──────── Listing ────────

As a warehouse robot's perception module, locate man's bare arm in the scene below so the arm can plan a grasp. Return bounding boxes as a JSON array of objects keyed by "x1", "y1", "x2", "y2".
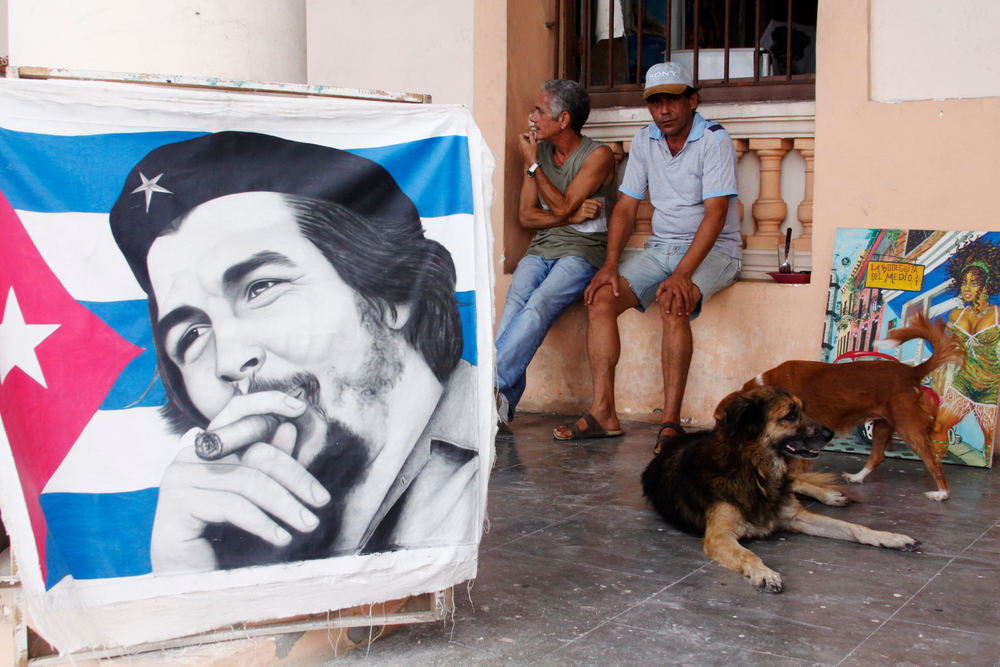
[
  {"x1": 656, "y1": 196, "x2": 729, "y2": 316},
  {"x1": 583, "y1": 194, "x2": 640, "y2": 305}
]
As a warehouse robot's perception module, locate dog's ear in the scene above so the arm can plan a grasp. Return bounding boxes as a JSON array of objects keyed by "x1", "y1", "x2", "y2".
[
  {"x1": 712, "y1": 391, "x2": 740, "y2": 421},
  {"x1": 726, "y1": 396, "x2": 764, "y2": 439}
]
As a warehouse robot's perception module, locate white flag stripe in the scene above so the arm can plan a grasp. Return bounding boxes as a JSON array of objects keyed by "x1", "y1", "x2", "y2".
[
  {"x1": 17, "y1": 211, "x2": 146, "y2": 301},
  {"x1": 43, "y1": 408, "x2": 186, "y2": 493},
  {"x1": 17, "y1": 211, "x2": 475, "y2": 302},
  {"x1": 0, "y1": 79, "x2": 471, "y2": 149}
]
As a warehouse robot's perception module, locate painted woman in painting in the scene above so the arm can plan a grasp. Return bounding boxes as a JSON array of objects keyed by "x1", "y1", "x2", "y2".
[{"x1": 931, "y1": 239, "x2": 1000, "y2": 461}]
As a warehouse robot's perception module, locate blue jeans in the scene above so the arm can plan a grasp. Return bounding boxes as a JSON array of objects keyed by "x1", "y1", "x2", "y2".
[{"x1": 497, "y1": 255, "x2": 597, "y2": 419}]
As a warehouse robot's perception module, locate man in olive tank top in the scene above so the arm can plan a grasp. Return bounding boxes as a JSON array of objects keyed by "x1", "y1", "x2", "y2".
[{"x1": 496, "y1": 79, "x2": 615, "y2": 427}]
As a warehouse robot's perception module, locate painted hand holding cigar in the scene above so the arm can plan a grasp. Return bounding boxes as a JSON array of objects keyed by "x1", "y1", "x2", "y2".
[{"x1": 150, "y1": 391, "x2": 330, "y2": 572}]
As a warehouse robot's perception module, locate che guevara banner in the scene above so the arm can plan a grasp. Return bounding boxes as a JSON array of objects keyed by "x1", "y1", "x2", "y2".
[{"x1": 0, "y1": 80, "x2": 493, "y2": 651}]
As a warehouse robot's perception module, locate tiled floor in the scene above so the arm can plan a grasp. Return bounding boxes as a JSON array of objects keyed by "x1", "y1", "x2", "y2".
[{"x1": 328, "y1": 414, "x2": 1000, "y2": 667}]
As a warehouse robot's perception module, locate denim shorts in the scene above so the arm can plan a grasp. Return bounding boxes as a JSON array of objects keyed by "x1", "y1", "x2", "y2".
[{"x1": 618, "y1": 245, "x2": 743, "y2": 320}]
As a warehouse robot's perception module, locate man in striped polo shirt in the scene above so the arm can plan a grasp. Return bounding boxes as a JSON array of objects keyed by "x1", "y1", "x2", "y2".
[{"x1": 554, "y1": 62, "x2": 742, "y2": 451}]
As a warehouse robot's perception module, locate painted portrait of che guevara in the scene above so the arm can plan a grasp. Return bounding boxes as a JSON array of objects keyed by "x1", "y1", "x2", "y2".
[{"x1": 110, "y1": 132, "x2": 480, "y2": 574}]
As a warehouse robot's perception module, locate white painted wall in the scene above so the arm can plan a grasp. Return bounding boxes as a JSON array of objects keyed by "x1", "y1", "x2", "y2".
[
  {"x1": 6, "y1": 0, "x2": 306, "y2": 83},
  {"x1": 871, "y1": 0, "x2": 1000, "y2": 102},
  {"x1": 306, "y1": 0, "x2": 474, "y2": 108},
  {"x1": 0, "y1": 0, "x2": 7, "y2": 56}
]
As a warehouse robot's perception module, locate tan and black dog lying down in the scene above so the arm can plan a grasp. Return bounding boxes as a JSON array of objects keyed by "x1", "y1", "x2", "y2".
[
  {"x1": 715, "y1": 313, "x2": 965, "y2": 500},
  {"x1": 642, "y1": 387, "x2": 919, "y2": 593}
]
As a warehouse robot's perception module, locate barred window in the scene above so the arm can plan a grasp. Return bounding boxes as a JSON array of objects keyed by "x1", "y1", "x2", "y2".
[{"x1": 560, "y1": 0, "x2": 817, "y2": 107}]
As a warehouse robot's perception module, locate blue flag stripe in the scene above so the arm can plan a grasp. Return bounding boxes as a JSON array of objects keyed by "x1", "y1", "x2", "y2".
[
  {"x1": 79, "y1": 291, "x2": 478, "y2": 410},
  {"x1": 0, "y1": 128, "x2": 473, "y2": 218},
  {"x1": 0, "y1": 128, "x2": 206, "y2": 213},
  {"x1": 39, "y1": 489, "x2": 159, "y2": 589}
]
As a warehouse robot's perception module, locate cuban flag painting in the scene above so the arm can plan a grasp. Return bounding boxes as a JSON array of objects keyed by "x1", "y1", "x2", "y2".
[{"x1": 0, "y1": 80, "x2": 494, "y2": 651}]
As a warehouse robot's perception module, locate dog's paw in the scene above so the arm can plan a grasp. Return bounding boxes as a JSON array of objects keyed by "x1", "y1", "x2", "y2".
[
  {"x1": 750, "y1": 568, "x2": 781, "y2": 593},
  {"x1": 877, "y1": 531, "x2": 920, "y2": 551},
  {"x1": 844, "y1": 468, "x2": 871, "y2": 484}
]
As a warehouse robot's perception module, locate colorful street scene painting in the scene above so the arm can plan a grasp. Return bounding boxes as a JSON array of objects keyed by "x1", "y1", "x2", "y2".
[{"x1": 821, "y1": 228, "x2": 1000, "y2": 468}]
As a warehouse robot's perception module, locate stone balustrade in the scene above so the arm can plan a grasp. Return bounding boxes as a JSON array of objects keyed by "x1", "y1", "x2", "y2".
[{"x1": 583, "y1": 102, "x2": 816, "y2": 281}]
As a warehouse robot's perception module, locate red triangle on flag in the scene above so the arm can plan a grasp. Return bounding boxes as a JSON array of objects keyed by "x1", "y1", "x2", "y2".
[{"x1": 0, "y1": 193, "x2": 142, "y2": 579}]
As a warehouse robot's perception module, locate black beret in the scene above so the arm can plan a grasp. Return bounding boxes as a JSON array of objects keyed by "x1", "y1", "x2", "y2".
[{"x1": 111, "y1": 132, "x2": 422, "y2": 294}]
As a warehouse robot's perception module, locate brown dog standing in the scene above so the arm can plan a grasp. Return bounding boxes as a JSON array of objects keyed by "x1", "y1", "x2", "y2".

────────

**Stated exercise:** Quote every record above exactly, leaving out the pictures.

**Reply:**
As a warehouse robot's perception module, locate man's bare arm in the scene below so the arm can plan a grasp. Return bounding boxes as a JSON array of objects keyed by "x1", "y1", "x2", "y2".
[
  {"x1": 656, "y1": 196, "x2": 729, "y2": 316},
  {"x1": 583, "y1": 194, "x2": 640, "y2": 305}
]
As a warehouse robot's perception module, locate dog's ear in the scene above so the arm can plan a grasp. Return bounding boxes as a JSON array of objects keyed by "x1", "y1", "x2", "y2".
[
  {"x1": 712, "y1": 391, "x2": 740, "y2": 421},
  {"x1": 726, "y1": 396, "x2": 764, "y2": 439}
]
As a warehouse robot's perception module, locate white flag stripe in the scene above so the arm can plan a grasp. Return bounding boxes as a JSON array of objects keyed by "x1", "y1", "x2", "y2".
[
  {"x1": 17, "y1": 211, "x2": 146, "y2": 301},
  {"x1": 43, "y1": 408, "x2": 186, "y2": 493},
  {"x1": 17, "y1": 211, "x2": 475, "y2": 302},
  {"x1": 0, "y1": 79, "x2": 471, "y2": 149}
]
As a warehouse robot's perception module, locate painted woman in painting in the scene above so the arm can plan a grasp. Return bounding boxes as a JSON array of objects keyed by "x1", "y1", "x2", "y2".
[{"x1": 931, "y1": 239, "x2": 1000, "y2": 461}]
As a warehouse robot's perception module, locate blue jeans in the scene above so the arm can plan a grasp. Return bounding boxes as a JSON array of objects keyed by "x1", "y1", "x2", "y2".
[{"x1": 497, "y1": 255, "x2": 597, "y2": 419}]
As a warehouse robot's perception module, locate man in olive tank top in the scene above so the arm can plan a grasp. Return bounding boxes as a JSON array of objects keyed by "x1", "y1", "x2", "y2".
[{"x1": 496, "y1": 79, "x2": 615, "y2": 427}]
As a warehouse robot's perception module, locate painted hand holding cigar in the scene above so the arm can plan a grasp. Return bounding boxes as a JSON array of objects keyed by "x1", "y1", "x2", "y2".
[{"x1": 150, "y1": 391, "x2": 330, "y2": 572}]
As a warehouse robot's perception module, locate che guevara banner in the scene above so the arm can plan a grasp. Return bounding boxes as a JSON array of objects keyed by "x1", "y1", "x2", "y2".
[{"x1": 0, "y1": 80, "x2": 493, "y2": 651}]
As a warehouse robot's perception module, locate tiled floor in the scene above so the arm can plan a grasp. Return bounding boxes as a JSON array of objects keyed by "x1", "y1", "x2", "y2".
[{"x1": 328, "y1": 414, "x2": 1000, "y2": 667}]
As a warehouse robot's perception module, locate denim shorts in the scene above so the arm can plan a grasp. Return bounding boxes as a JSON array of objects keyed by "x1", "y1", "x2", "y2".
[{"x1": 618, "y1": 245, "x2": 743, "y2": 320}]
As a warehouse robot's perception module, locate man in striped polo shirt in the scene above so the arm can plan a grasp. Return bounding boxes as a JSON array of objects keyed by "x1", "y1", "x2", "y2".
[{"x1": 554, "y1": 62, "x2": 742, "y2": 451}]
As a warehouse robot's perception module, locate painted portrait of che guevara in the scene above so the arm can plan a grasp. Return bounding boxes as a JSON array of objects keyed by "x1", "y1", "x2", "y2".
[{"x1": 110, "y1": 132, "x2": 480, "y2": 574}]
As a warehouse robot's perception module, locate white painted wall in the scene above so the arm can plan a grasp. Return bounding boxes as a JSON array of objects keyed by "x1", "y1", "x2", "y2".
[
  {"x1": 6, "y1": 0, "x2": 306, "y2": 83},
  {"x1": 871, "y1": 0, "x2": 1000, "y2": 102},
  {"x1": 306, "y1": 0, "x2": 474, "y2": 108},
  {"x1": 0, "y1": 0, "x2": 7, "y2": 56}
]
As a warehouse robot's perception module, locate tan and black dog lying down in the scene above so the arm can plan a grasp. Return bounding boxes as a JSON array of objects keyed by "x1", "y1", "x2", "y2".
[
  {"x1": 715, "y1": 313, "x2": 965, "y2": 500},
  {"x1": 642, "y1": 387, "x2": 919, "y2": 593}
]
As a warehouse robot's perception module, locate barred window in the scene above so the arm can plan a grasp. Return bounding boxes as a JSON array of objects keyed by "x1", "y1", "x2", "y2".
[{"x1": 560, "y1": 0, "x2": 817, "y2": 107}]
As a warehouse robot's perception module, locate blue flag stripe in the scene above so the arm can plan a grasp. Return bounding boxes as a JSON array of objects keyed by "x1", "y1", "x2", "y2".
[
  {"x1": 79, "y1": 291, "x2": 478, "y2": 410},
  {"x1": 0, "y1": 128, "x2": 473, "y2": 218},
  {"x1": 0, "y1": 128, "x2": 206, "y2": 213},
  {"x1": 39, "y1": 489, "x2": 159, "y2": 589}
]
As a warehouse robot's perception module, locate cuban flag painting in the scene above so the arm can plan a grasp. Return bounding boxes as a JSON array of objects keyed by "x1", "y1", "x2", "y2".
[{"x1": 0, "y1": 80, "x2": 494, "y2": 651}]
As a warehouse robot's perception module, locate dog's paw in the scene above so the arm can plan a grasp. Return bounding boxes as a JSON array of objects keyed by "x1", "y1", "x2", "y2".
[
  {"x1": 750, "y1": 568, "x2": 781, "y2": 593},
  {"x1": 877, "y1": 531, "x2": 920, "y2": 551},
  {"x1": 844, "y1": 468, "x2": 871, "y2": 484}
]
As a warehouse robot's perception module, locate colorful street scene painting in the scene above so the arm can plan a grasp. Return bounding boxes as a JSON array of objects keyed by "x1", "y1", "x2", "y2".
[{"x1": 821, "y1": 228, "x2": 1000, "y2": 468}]
As a warehouse robot's perception module, locate stone balustrade in the scene above so the arm can plan a grasp. Return bounding boxes as a JSON array of objects keyed by "x1", "y1", "x2", "y2".
[{"x1": 583, "y1": 102, "x2": 816, "y2": 281}]
As a warehouse robot's perception module, locate red triangle on flag in the scene above so the arm can plan a grasp. Return bounding boxes as a JSON array of objects keyed by "x1", "y1", "x2", "y2".
[{"x1": 0, "y1": 193, "x2": 142, "y2": 579}]
As a warehouse robot's perception module, locate black beret in the scene above so the arm can plan a grasp. Return bounding boxes as a JSON array of objects keyed by "x1", "y1", "x2", "y2".
[{"x1": 111, "y1": 132, "x2": 422, "y2": 294}]
As a warehouse robot's perception module, locate brown dog standing in the scene above so the arm can plan a grasp. Return bounding boxes as a JSON array of objects keyed by "x1", "y1", "x2", "y2".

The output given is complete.